JOBS:
- 1) Please list the classical batting techniques that, according to the article on subcontinental batting, the coaches had spent their careers teaching.
- 2) According to the article on subcontinental batting, in which two countries did the coaching orthodoxy hold sway through the 1990s and early 2000s?
- 3) Extend the article on subcontinental batting coaches, beginning right after its final sentence.

EXCERPT:
-------

How Subcontinental Batting Coaches Learned to Stop Worrying and Love the New Style
Coaches in Delhi and Mumbai began noticing something unusual around 2008. Eighteen years later, the cricket world is still catching up to what they saw first.

The first murmurs of a transformation in subcontinental batting began circulating roughly eighteen years ago, passed between batting coaches in Delhi and Mumbai as an oddity. Fathers and mothers were arriving at nets with children whose grip, stance, and trigger movements bore little resemblance to what the coaching manuals prescribed. The coaches did not know what to make of it. Eighteen years later, the cricket world is still catching up to what those coaches flagged first.
What the coaches observed was not a single technique but a cluster of adaptive habits emerging in young players—habits that seemed to prioritize hand speed and reflexive shot-making over classical correctness. The movements were unorthodox by the standards of coaching orthodoxy prevalent in India and Pakistan through the 1990s and early 2000s. Batting coaches who had spent careers teaching high elbow positions, full backlifts, and controlled weight transfer found themselves watching players whose wrists worked independently of the shoulder, whose heads stayed still through contact in ways that contradicted standard instruction, and whose setup at the crease looked nothing like the textbook diagrams pinned to academy walls.

-------

INFORMATION PROVIDED:
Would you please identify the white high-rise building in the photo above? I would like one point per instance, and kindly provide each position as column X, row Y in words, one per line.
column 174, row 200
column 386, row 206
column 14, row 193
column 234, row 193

-------

SOLVED PROBLEMS:
- 1) High elbow positions, full backlifts, and controlled weight transfer.

- 2) India and Pakistan.

- 3)
The Conundrum in the Coaching Community
The strange conundrum the coaches described was this: the emerging techniques looked wrong by every established metric, yet they were producing results—particularly against short-pitched bowling and in limited-overs formats where reaction time compressed and conventional footwork became a liability rather than an asset. Young players were scoring freely, surviving bouncers, and finding boundary gaps in ways that did not fit the prevailing model of how batting was supposed to develop.
Senior coaches faced a professional dilemma. Training programmes were built around technique. Technique was measured against a canon. When a student's approach diverged from that canon, the instinct was to correct—to impose the shape the coach knew, to sand down the edges that did not conform. But the results were not improving with correction. In some cases, attempting to fix the unconventional elements appeared to make the player worse, not better.
This tension—between the authority of established coaching wisdom and the empirical evidence of what was actually working on the ground—defined the internal debate within subcontinental cricket coaching circles through the late 2000s and into the 2010s.
From Skeptic to Skeptic Who Accepts It
The trajectory of elite cricket's relationship with unorthodox batting technique mirrors broader patterns in sports development. Skepticism gives way to observation. Observation gives way to partial adoption. Partial adoption gives way, in many cases, to integration into mainstream coaching philosophy once the results become impossible to ignore.
The coaching community did not uniformly resist the changes. Some coaches—particularly those working with younger age groups in franchise environments—began treating the unconventional habits not as errors to be corrected but as raw material to be refined. Their argument was practical: if a sixteen-year-old generates hand speed through wrist independence that a textbook backlift cannot replicate, the coaching intervention should optimize that independence rather than eliminate it. The goal, they argued, was runs—not adherence to a technique manual that had been written for different pitches, different balls, and different formats.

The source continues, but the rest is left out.